What needs to be done
The entries below are to be written out exactly, with no images included.

#### Dataset extract ####

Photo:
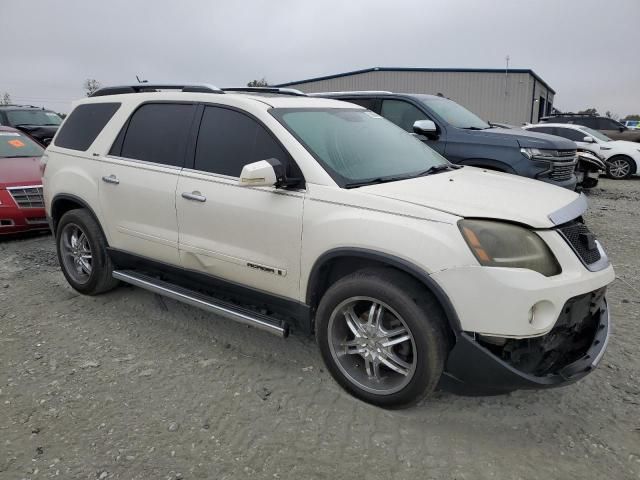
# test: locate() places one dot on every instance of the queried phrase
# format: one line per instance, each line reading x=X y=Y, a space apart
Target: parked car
x=607 y=126
x=39 y=123
x=465 y=139
x=21 y=203
x=622 y=158
x=283 y=211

####

Solution to this problem
Photo:
# test: locate() places one dot on every instance of the queried phrase
# format: one line per instance, each line reading x=X y=Y, a space apart
Target: parked car
x=607 y=126
x=39 y=123
x=465 y=139
x=21 y=203
x=622 y=158
x=283 y=211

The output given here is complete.